-- start --

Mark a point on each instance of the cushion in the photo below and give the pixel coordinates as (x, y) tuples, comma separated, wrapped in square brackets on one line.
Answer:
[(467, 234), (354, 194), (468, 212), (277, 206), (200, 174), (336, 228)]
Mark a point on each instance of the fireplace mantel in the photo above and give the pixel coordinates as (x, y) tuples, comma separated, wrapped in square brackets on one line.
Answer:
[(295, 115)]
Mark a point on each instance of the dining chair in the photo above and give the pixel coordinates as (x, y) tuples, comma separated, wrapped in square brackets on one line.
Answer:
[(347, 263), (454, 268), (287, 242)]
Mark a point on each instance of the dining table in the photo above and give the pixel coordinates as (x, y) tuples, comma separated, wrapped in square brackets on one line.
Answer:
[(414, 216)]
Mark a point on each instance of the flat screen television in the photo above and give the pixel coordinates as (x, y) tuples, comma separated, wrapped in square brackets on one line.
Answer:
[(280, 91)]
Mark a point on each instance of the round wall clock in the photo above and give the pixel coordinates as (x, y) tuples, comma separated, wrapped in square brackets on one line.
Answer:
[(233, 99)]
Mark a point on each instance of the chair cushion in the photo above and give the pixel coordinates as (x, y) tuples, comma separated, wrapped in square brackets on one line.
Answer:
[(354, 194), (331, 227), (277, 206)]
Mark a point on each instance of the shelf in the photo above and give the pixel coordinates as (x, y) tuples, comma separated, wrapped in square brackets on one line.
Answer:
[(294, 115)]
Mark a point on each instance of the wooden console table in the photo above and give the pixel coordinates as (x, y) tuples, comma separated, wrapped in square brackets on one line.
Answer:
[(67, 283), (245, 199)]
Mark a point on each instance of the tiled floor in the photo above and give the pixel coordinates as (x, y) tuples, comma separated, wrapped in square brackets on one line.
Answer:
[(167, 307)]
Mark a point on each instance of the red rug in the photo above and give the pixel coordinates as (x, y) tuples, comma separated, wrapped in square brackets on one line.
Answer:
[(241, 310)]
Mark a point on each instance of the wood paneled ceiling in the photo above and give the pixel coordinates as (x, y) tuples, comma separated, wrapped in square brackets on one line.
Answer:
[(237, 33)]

-- end --

Retype all the rows above word for word, with nothing changed or left out.

Mark a point on each instance of the cushion in the photo below and give the pixel coordinates as (x, y) tuples, comma separated, wrapped in square brackets on one line.
Answer:
[(467, 234), (354, 194), (468, 212), (277, 206), (200, 174), (336, 228)]
Mark a point on each instance of the fireplace mantel in the photo above and give the pixel coordinates as (x, y) tuples, comma separated, wrapped in square brackets on one line.
Answer:
[(295, 115)]
Mark a point on each instance of the dining chair in the photo above and give the pixel coordinates as (x, y) tuples, comma separated, wrapped in square brackets on one line.
Answer:
[(347, 263), (454, 268), (287, 242)]
Mark a point on each instance of the dining table in the photo above and give the pixel coordinates as (x, y) tuples, comma separated, wrapped in square brackets on one line.
Answer:
[(414, 216)]
Mark a point on each instance of the flat screen television in the photo above and give the pixel coordinates as (x, y) tuples, comma separated, wrapped in square brackets on one line.
Answer:
[(280, 91)]
Mark a point on each instance of the round wall clock in the photo above and give the pixel coordinates as (x, y) tuples, comma separated, wrapped in square brackets on one line.
Answer:
[(233, 99)]
Mark a point on each instance of the chair cushion in the photo above and give the pixel coordinates as (x, y) tuples, comma separated, wrapped in square brackets on one line.
Answer:
[(354, 194), (331, 227), (277, 206)]
Mark a point on each instance of the shelf in the photo above and give the pixel coordinates as (x, y) tuples, comma separated, wrapped in square brackets on one line.
Answer:
[(294, 115)]
Mark a point on each instance of the wooden console table in the photo above and give the pixel coordinates as (x, y) tuples, comma separated, wrapped in square brackets on one line.
Answer:
[(67, 283), (245, 199)]
Mark a point on each instance of the tiled floor in the photo above and give the pixel coordinates as (x, y) tuples, comma separated, wrapped in square brackets on one line.
Answer:
[(167, 307)]
Mark a point on each instance of the red rug in the photo above and give the pixel coordinates as (x, y) tuples, comma separated, wrapped in square brackets on one line.
Answer:
[(241, 310)]
Mark a point on each instance of the wood paneled ceiling in the photo above and give the pixel coordinates as (x, y) tuples, comma separated, wrapped in square brackets on one line.
Answer:
[(237, 33)]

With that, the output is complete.